[TRY IT]
When you reach a picture, pass over it; otherwise repeat the listing word for word.

[MATERIAL SUPPLIED]
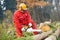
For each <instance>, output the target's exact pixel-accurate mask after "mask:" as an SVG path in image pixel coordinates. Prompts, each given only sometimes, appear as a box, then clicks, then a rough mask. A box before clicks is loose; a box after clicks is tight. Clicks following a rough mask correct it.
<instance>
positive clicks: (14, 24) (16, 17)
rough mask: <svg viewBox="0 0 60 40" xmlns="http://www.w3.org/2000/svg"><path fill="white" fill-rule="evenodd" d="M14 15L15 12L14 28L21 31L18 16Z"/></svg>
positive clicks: (14, 18)
mask: <svg viewBox="0 0 60 40" xmlns="http://www.w3.org/2000/svg"><path fill="white" fill-rule="evenodd" d="M16 13H17V12H15V13H14V16H13V22H14V26H15V27H16V28H19V29H21V28H22V25H21V23H20V22H19V19H18V15H17V14H16Z"/></svg>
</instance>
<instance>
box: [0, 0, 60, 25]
mask: <svg viewBox="0 0 60 40" xmlns="http://www.w3.org/2000/svg"><path fill="white" fill-rule="evenodd" d="M22 2H24V3H25V4H26V5H27V7H28V11H29V12H30V14H31V16H32V19H33V20H34V21H35V22H36V23H37V24H39V23H40V22H44V21H49V20H52V21H60V0H0V17H1V20H0V23H2V22H3V20H5V19H6V21H8V19H9V18H8V17H10V18H13V14H14V11H15V10H17V9H18V5H19V4H20V3H22ZM10 12H11V13H10ZM7 18H8V19H7ZM10 21H11V19H10Z"/></svg>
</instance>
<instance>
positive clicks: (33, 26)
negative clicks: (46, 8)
mask: <svg viewBox="0 0 60 40" xmlns="http://www.w3.org/2000/svg"><path fill="white" fill-rule="evenodd" d="M28 21H29V23H32V28H33V29H37V28H36V24H35V22H34V21H33V20H32V19H31V16H30V14H29V13H28ZM34 34H35V35H36V34H37V32H34Z"/></svg>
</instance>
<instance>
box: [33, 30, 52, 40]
mask: <svg viewBox="0 0 60 40" xmlns="http://www.w3.org/2000/svg"><path fill="white" fill-rule="evenodd" d="M52 33H53V31H52V30H50V31H48V32H44V33H41V34H38V35H35V36H33V40H41V39H44V38H46V37H47V36H48V35H50V34H52Z"/></svg>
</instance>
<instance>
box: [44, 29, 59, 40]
mask: <svg viewBox="0 0 60 40" xmlns="http://www.w3.org/2000/svg"><path fill="white" fill-rule="evenodd" d="M59 32H60V28H58V29H57V30H56V31H55V33H53V34H52V35H51V36H49V37H48V38H46V39H45V40H57V38H58V37H59V35H60V33H59Z"/></svg>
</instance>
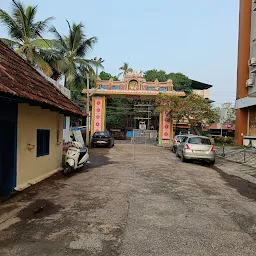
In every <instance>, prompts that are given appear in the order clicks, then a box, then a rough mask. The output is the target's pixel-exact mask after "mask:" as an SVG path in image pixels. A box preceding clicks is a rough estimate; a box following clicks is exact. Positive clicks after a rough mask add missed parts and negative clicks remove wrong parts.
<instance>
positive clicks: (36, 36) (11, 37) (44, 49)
mask: <svg viewBox="0 0 256 256" xmlns="http://www.w3.org/2000/svg"><path fill="white" fill-rule="evenodd" d="M36 13H37V6H28V7H27V8H26V7H25V6H24V5H23V4H22V3H21V2H15V1H14V0H13V5H12V12H11V15H9V14H8V13H7V12H5V11H4V10H2V9H0V22H1V23H2V24H3V25H4V26H5V27H6V28H7V31H8V34H9V36H10V38H11V39H7V38H0V40H2V41H3V42H4V43H6V44H7V45H8V46H10V47H11V48H13V49H14V50H15V51H16V53H18V54H19V55H21V56H22V57H23V58H25V59H26V60H27V61H28V62H29V63H30V64H32V65H34V66H35V67H38V68H40V69H42V70H43V71H44V72H45V73H46V74H47V75H51V74H52V68H51V66H50V65H49V63H48V62H47V61H46V60H45V58H43V57H42V55H44V56H45V57H47V58H48V59H49V60H50V59H54V58H55V57H54V53H53V52H50V51H47V50H46V49H45V48H46V47H47V41H46V40H43V39H42V37H41V33H43V32H44V31H45V30H46V29H47V27H48V24H49V22H50V21H51V20H52V19H53V18H52V17H49V18H47V19H45V20H43V21H37V22H36V21H35V16H36Z"/></svg>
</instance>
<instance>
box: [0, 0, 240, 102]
mask: <svg viewBox="0 0 256 256" xmlns="http://www.w3.org/2000/svg"><path fill="white" fill-rule="evenodd" d="M22 2H23V3H25V4H26V5H28V4H32V5H38V7H39V8H38V19H44V18H46V17H49V16H54V17H55V20H54V21H53V24H54V25H55V26H56V27H57V29H58V30H59V32H61V33H62V34H65V33H66V32H67V24H66V22H65V20H66V19H67V20H69V21H71V22H83V24H84V25H85V27H86V34H87V35H88V36H97V37H98V39H99V42H98V44H97V45H96V46H95V48H94V50H93V52H91V53H90V57H94V56H97V57H102V58H103V59H105V62H104V66H105V71H106V72H109V73H112V74H113V75H114V74H117V73H118V69H119V67H120V66H121V65H122V63H123V62H128V63H129V64H130V66H131V67H132V68H133V69H135V70H136V71H140V70H142V71H146V70H148V69H152V68H156V69H163V70H165V71H167V72H182V73H184V74H185V75H187V76H189V77H190V78H191V79H194V80H198V81H201V82H206V83H210V84H212V85H213V89H212V90H211V93H212V97H211V98H212V99H213V100H215V102H216V105H217V104H220V103H223V102H226V101H232V102H234V100H235V91H236V68H237V35H238V12H239V10H238V9H239V3H238V0H214V1H209V0H196V1H191V0H158V1H155V0H140V1H138V0H130V1H120V0H107V1H106V0H98V1H92V0H90V1H88V0H73V1H63V0H54V1H53V0H44V1H40V0H23V1H22ZM10 5H11V1H10V0H1V3H0V8H2V9H4V10H7V11H8V10H10ZM6 36H7V34H6V31H5V30H4V28H3V27H2V26H0V37H6Z"/></svg>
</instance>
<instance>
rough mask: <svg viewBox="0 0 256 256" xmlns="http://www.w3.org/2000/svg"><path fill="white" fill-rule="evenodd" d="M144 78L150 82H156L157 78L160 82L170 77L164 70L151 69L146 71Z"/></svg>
mask: <svg viewBox="0 0 256 256" xmlns="http://www.w3.org/2000/svg"><path fill="white" fill-rule="evenodd" d="M144 78H145V79H146V81H148V82H154V81H155V80H156V79H157V80H158V81H159V82H166V81H167V79H168V76H167V74H166V72H165V71H163V70H159V71H158V70H157V69H151V70H148V71H146V72H145V73H144Z"/></svg>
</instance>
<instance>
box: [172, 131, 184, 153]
mask: <svg viewBox="0 0 256 256" xmlns="http://www.w3.org/2000/svg"><path fill="white" fill-rule="evenodd" d="M185 137H186V135H185V134H184V135H176V136H174V138H173V146H172V148H171V150H172V152H173V153H176V150H177V147H178V145H179V144H180V143H181V142H182V140H183V139H184V138H185Z"/></svg>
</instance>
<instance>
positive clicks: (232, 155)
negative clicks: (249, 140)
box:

[ANSWER BELOW]
For each <instance>, output the target's exact pixel-accurate mask after "mask:" as an SVG path in image pixel coordinates. Prompts, each given only sometimes, appear as a box, then clicks, then a rough mask. A box before clicks is loose; a box after clicks is tight. Clicks following a rough mask correct it.
<instance>
positive clicks: (14, 24) (16, 17)
rough mask: <svg viewBox="0 0 60 40" xmlns="http://www.w3.org/2000/svg"><path fill="white" fill-rule="evenodd" d="M14 15L15 12L14 28L21 31L18 16Z"/></svg>
positive clicks: (14, 18)
mask: <svg viewBox="0 0 60 40" xmlns="http://www.w3.org/2000/svg"><path fill="white" fill-rule="evenodd" d="M16 13H17V12H15V13H14V16H13V22H14V26H15V27H16V28H19V29H21V28H22V25H21V23H20V22H19V19H18V15H17V14H16Z"/></svg>
</instance>
<instance>
box: [0, 0, 60, 25]
mask: <svg viewBox="0 0 60 40" xmlns="http://www.w3.org/2000/svg"><path fill="white" fill-rule="evenodd" d="M22 2H24V3H25V4H26V5H27V7H28V11H29V12H30V14H31V16H32V19H33V20H34V21H35V22H36V23H37V24H39V23H40V22H44V21H49V20H52V21H60V0H0V17H1V20H0V23H2V22H3V20H5V19H6V21H8V19H9V18H8V17H10V18H13V14H14V11H15V10H17V9H18V5H19V4H20V3H22ZM10 12H11V13H10ZM7 18H8V19H7ZM10 21H11V19H10Z"/></svg>
</instance>
<instance>
positive clicks: (33, 26)
negative clicks: (46, 8)
mask: <svg viewBox="0 0 60 40" xmlns="http://www.w3.org/2000/svg"><path fill="white" fill-rule="evenodd" d="M28 21H29V23H32V28H33V29H37V28H36V24H35V22H34V21H33V20H32V19H31V16H30V14H29V13H28ZM34 34H35V35H36V34H37V32H34Z"/></svg>
</instance>
<instance>
box: [33, 30, 52, 40]
mask: <svg viewBox="0 0 60 40" xmlns="http://www.w3.org/2000/svg"><path fill="white" fill-rule="evenodd" d="M52 33H53V31H52V30H50V31H48V32H44V33H41V34H38V35H35V36H33V40H41V39H44V38H46V37H47V36H48V35H50V34H52Z"/></svg>
</instance>
<instance>
box: [44, 29, 59, 40]
mask: <svg viewBox="0 0 60 40" xmlns="http://www.w3.org/2000/svg"><path fill="white" fill-rule="evenodd" d="M59 32H60V28H58V29H57V30H56V31H55V33H53V34H52V35H51V36H49V37H48V38H46V39H45V40H57V38H58V37H59V35H60V33H59Z"/></svg>
</instance>
In every <instance>, prompts that are given appear in the order clicks, then a box, then a rough mask. The output is the target's pixel-exact mask after "mask:" as an SVG path in image pixels. A box preceding clicks is a rough estimate; a box following clicks is exact. Positive clicks after a rough mask add missed parts and negative clicks remove wrong parts.
<instance>
positive clicks: (36, 36) (11, 37) (44, 49)
mask: <svg viewBox="0 0 256 256" xmlns="http://www.w3.org/2000/svg"><path fill="white" fill-rule="evenodd" d="M36 13H37V6H28V7H27V8H26V7H25V6H24V5H23V4H22V3H21V2H15V1H14V0H13V5H12V12H11V15H9V14H8V13H7V12H5V11H4V10H2V9H0V22H1V23H2V24H3V25H4V26H5V27H6V28H7V31H8V34H9V36H10V38H11V39H7V38H0V40H2V41H3V42H4V43H6V44H7V45H8V46H10V47H11V48H13V49H14V50H15V51H16V53H18V54H19V55H21V56H22V57H23V58H25V59H26V60H27V61H28V62H29V63H30V64H32V65H34V66H35V67H38V68H40V69H42V70H43V71H44V72H45V73H46V74H47V75H51V74H52V68H51V66H50V65H49V63H48V62H47V61H46V60H45V58H43V57H42V55H44V56H45V57H47V58H48V59H49V60H50V59H54V58H55V57H54V53H53V52H50V51H47V50H46V49H45V48H46V47H47V41H46V40H43V39H42V37H41V33H43V32H44V31H45V30H46V29H47V27H48V24H49V22H50V21H51V20H52V19H53V18H52V17H49V18H47V19H45V20H43V21H37V22H36V21H35V16H36Z"/></svg>
</instance>
<instance>
box: [0, 0, 240, 102]
mask: <svg viewBox="0 0 256 256" xmlns="http://www.w3.org/2000/svg"><path fill="white" fill-rule="evenodd" d="M22 2H23V3H25V4H26V5H28V4H32V5H38V7H39V8H38V19H44V18H46V17H49V16H54V17H55V20H54V21H53V24H54V25H55V26H56V27H57V29H58V30H59V32H61V33H62V34H65V33H66V32H67V24H66V22H65V20H66V19H67V20H69V21H71V22H83V24H84V25H85V27H86V34H87V35H88V36H97V37H98V39H99V42H98V44H97V45H96V46H95V48H94V50H93V52H91V53H90V57H94V56H97V57H102V58H103V59H105V62H104V66H105V71H106V72H109V73H112V74H113V75H114V74H117V73H118V69H119V67H120V66H121V65H122V63H123V62H128V63H129V64H130V66H131V67H132V68H133V69H135V70H136V71H140V70H142V71H146V70H148V69H152V68H156V69H163V70H165V71H167V72H182V73H184V74H185V75H187V76H189V77H190V78H191V79H194V80H198V81H201V82H206V83H210V84H212V85H213V89H212V90H211V93H212V97H211V98H212V99H213V100H215V102H216V105H217V104H220V103H223V102H226V101H232V102H234V100H235V91H236V68H237V35H238V12H239V10H238V9H239V3H238V0H214V1H209V0H196V1H191V0H158V1H155V0H140V1H138V0H130V1H120V0H107V1H106V0H98V1H92V0H90V1H88V0H73V1H63V0H54V1H53V0H44V1H40V0H23V1H22ZM10 5H11V1H10V0H1V3H0V8H2V9H4V10H7V11H8V10H10ZM6 36H7V34H6V31H5V30H4V28H3V27H2V26H0V37H6Z"/></svg>
</instance>
<instance>
rough mask: <svg viewBox="0 0 256 256" xmlns="http://www.w3.org/2000/svg"><path fill="white" fill-rule="evenodd" d="M144 78L150 82H156L157 78L160 82L170 77L164 70L151 69L146 71Z"/></svg>
mask: <svg viewBox="0 0 256 256" xmlns="http://www.w3.org/2000/svg"><path fill="white" fill-rule="evenodd" d="M144 78H145V79H146V81H148V82H154V81H155V80H156V79H157V80H158V81H159V82H166V81H167V79H168V76H167V74H166V72H165V71H163V70H159V71H158V70H157V69H151V70H148V71H146V72H145V73H144Z"/></svg>
</instance>
<instance>
box: [172, 131, 184, 153]
mask: <svg viewBox="0 0 256 256" xmlns="http://www.w3.org/2000/svg"><path fill="white" fill-rule="evenodd" d="M185 137H186V135H185V134H184V135H176V136H174V138H173V146H172V148H171V150H172V152H173V153H176V150H177V147H178V145H179V144H180V143H181V142H182V140H183V139H184V138H185Z"/></svg>
</instance>
<instance>
positive clicks: (232, 155)
negative clicks: (249, 140)
box:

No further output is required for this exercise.